Listing:
>>>>>
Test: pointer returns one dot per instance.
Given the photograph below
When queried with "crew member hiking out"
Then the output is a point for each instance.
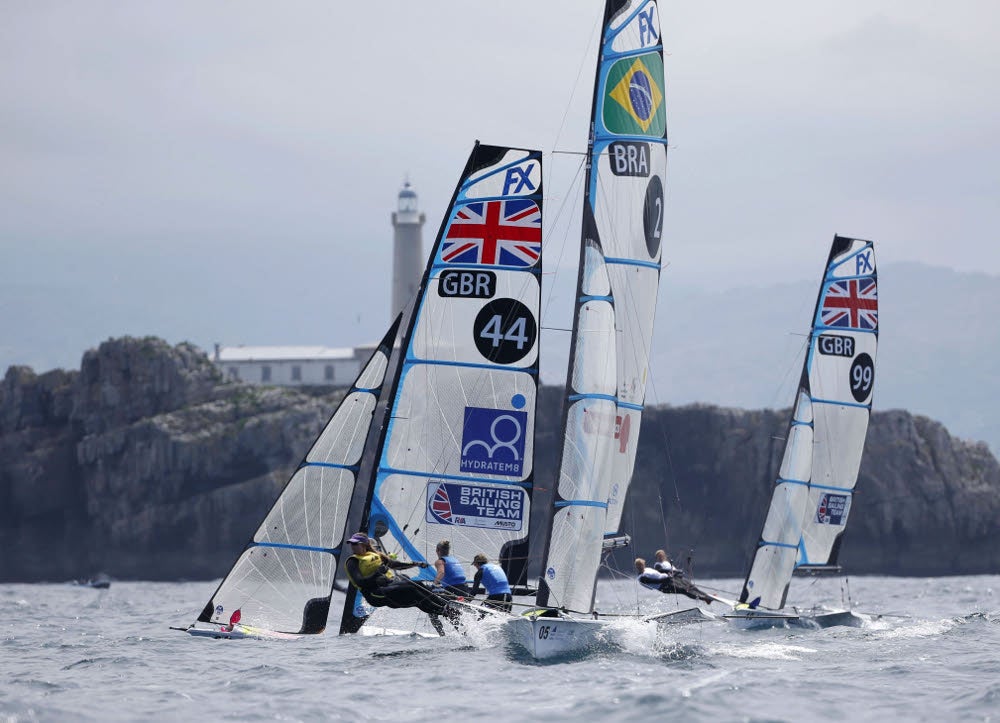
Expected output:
(668, 582)
(371, 572)
(450, 574)
(494, 580)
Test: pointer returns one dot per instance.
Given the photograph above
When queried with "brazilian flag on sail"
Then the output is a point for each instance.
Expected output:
(633, 98)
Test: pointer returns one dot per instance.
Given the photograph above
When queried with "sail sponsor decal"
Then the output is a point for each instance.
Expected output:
(862, 377)
(863, 262)
(851, 304)
(634, 101)
(472, 505)
(649, 24)
(832, 509)
(496, 233)
(505, 331)
(629, 158)
(518, 180)
(468, 284)
(598, 422)
(493, 441)
(834, 345)
(652, 215)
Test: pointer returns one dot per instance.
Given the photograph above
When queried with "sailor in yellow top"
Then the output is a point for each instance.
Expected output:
(371, 572)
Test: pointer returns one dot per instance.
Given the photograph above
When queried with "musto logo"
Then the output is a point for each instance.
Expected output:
(493, 441)
(467, 505)
(832, 509)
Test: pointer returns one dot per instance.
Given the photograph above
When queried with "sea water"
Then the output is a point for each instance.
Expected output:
(73, 653)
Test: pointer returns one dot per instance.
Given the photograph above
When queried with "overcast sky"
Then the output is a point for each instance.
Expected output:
(210, 170)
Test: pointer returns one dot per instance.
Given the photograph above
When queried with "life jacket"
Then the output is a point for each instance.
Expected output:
(368, 564)
(494, 579)
(454, 574)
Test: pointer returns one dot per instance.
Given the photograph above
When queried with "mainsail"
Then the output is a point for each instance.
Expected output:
(454, 460)
(815, 487)
(283, 580)
(616, 298)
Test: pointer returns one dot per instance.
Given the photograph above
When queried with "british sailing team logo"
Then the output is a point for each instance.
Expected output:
(496, 507)
(832, 509)
(493, 441)
(634, 101)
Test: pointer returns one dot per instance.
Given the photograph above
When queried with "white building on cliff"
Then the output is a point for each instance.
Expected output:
(329, 366)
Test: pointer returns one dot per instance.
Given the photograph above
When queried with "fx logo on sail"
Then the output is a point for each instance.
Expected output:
(648, 34)
(493, 441)
(863, 262)
(517, 179)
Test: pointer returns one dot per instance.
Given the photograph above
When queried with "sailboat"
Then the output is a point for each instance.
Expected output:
(617, 287)
(814, 490)
(433, 439)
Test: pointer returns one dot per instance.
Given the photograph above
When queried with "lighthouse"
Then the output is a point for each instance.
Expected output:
(407, 249)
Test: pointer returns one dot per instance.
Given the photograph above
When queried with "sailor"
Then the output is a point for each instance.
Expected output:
(493, 578)
(450, 574)
(371, 572)
(663, 564)
(668, 582)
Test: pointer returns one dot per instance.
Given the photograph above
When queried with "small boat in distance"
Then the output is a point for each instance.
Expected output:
(814, 490)
(101, 582)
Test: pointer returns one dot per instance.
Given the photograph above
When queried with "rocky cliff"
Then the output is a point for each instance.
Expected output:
(145, 464)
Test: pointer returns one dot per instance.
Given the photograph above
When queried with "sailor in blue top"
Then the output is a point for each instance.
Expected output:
(450, 573)
(494, 580)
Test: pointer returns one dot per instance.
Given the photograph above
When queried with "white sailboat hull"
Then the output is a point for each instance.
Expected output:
(550, 637)
(747, 619)
(684, 617)
(815, 618)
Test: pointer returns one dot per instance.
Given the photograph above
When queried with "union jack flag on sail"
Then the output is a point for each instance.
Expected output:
(497, 233)
(852, 303)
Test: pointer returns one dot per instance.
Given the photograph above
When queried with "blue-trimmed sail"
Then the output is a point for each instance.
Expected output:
(616, 298)
(283, 580)
(814, 491)
(456, 462)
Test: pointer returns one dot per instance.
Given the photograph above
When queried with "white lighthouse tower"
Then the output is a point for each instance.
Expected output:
(407, 249)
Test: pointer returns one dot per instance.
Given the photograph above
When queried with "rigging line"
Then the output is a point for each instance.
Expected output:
(595, 29)
(572, 197)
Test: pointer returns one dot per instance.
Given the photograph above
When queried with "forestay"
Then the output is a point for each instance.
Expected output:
(456, 460)
(283, 580)
(616, 297)
(815, 487)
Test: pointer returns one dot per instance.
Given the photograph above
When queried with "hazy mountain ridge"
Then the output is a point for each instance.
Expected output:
(738, 347)
(146, 465)
(938, 345)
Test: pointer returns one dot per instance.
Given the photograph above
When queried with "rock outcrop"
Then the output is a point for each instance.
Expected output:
(146, 465)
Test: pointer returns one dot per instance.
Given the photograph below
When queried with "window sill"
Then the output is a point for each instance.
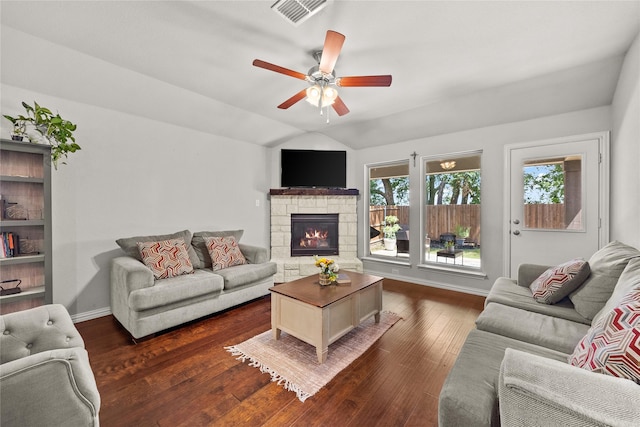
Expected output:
(388, 260)
(461, 271)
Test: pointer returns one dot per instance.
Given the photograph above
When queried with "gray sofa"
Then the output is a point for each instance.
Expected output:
(144, 305)
(513, 368)
(45, 376)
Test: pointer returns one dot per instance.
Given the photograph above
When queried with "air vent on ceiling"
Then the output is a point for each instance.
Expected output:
(298, 11)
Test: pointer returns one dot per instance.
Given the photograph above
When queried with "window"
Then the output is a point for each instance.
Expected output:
(553, 193)
(389, 210)
(452, 210)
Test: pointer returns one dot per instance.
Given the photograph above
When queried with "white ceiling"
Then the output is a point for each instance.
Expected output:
(456, 64)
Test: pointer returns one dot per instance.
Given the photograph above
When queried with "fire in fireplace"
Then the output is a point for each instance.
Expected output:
(314, 234)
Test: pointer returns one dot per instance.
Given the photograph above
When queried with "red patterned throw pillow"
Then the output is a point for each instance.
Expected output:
(612, 345)
(166, 258)
(224, 252)
(558, 282)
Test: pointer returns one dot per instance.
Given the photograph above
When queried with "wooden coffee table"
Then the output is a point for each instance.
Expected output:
(319, 315)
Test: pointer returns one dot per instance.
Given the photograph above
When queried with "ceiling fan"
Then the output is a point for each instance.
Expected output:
(322, 79)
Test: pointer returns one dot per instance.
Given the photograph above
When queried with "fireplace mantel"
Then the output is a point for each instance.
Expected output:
(314, 192)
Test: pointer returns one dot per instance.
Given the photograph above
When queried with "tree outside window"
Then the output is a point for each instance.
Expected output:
(452, 210)
(389, 210)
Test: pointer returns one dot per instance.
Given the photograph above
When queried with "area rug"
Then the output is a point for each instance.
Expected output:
(293, 364)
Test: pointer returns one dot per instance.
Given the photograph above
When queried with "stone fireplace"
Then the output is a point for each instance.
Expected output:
(314, 234)
(314, 221)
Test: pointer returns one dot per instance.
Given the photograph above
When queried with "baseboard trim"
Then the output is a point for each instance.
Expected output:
(90, 315)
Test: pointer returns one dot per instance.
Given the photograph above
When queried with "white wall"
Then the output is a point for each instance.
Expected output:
(625, 151)
(491, 140)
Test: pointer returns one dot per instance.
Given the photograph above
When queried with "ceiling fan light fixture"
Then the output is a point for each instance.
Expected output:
(448, 165)
(320, 96)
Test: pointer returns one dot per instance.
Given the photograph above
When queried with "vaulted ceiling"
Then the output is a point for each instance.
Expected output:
(456, 64)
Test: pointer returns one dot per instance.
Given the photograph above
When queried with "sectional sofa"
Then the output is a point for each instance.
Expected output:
(569, 360)
(167, 280)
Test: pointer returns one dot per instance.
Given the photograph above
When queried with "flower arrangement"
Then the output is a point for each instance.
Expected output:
(328, 267)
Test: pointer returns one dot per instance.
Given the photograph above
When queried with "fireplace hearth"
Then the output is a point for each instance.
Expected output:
(314, 234)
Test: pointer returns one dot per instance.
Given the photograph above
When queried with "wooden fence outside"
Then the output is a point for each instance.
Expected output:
(444, 218)
(545, 216)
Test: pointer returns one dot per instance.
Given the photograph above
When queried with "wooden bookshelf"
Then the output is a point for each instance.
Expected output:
(25, 186)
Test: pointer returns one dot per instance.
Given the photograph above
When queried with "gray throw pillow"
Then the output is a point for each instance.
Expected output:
(200, 246)
(130, 244)
(628, 281)
(559, 281)
(606, 265)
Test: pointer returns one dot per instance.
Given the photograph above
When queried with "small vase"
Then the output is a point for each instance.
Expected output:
(324, 279)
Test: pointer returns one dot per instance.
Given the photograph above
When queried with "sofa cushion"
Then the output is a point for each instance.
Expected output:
(176, 289)
(130, 244)
(469, 396)
(166, 258)
(224, 252)
(240, 275)
(506, 291)
(612, 346)
(200, 246)
(535, 328)
(559, 281)
(628, 281)
(606, 265)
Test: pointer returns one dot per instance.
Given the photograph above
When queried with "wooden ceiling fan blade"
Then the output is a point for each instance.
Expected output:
(331, 50)
(362, 81)
(340, 107)
(295, 98)
(278, 69)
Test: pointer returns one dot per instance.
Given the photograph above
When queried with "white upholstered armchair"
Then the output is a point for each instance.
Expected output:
(45, 376)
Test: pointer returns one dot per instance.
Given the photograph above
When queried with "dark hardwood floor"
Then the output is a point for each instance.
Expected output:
(185, 377)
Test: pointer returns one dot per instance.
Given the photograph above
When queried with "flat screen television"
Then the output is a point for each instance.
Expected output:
(313, 168)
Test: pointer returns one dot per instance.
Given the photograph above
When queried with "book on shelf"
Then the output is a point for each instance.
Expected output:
(8, 245)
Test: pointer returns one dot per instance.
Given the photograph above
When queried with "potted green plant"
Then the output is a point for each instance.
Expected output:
(461, 234)
(41, 123)
(391, 227)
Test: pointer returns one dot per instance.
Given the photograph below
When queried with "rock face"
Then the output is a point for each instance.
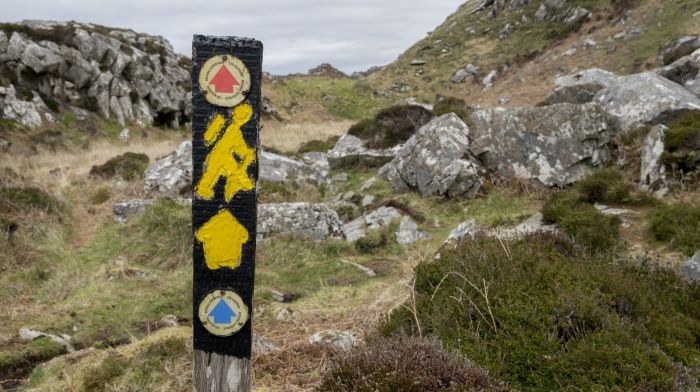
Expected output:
(350, 151)
(436, 161)
(643, 98)
(118, 74)
(691, 268)
(581, 87)
(653, 172)
(314, 221)
(555, 145)
(171, 176)
(278, 168)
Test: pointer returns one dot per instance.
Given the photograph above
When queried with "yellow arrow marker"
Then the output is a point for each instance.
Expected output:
(229, 157)
(222, 238)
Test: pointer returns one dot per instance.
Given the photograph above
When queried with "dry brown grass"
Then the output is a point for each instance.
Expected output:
(287, 137)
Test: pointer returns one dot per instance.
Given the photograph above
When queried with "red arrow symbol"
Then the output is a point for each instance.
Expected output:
(224, 81)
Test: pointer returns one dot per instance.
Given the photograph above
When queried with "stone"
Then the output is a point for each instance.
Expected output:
(652, 172)
(343, 340)
(172, 175)
(691, 268)
(314, 221)
(678, 48)
(581, 87)
(278, 168)
(554, 145)
(436, 161)
(409, 233)
(349, 151)
(373, 220)
(125, 210)
(643, 98)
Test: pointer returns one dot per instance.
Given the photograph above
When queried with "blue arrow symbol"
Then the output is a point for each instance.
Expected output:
(222, 313)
<<<<<
The exercise:
Pick out every line in the listing that contains the word "cliff", matching case exactly.

Result of the exercise:
When queried with "white building on cliff"
When queried with "rocky cliff"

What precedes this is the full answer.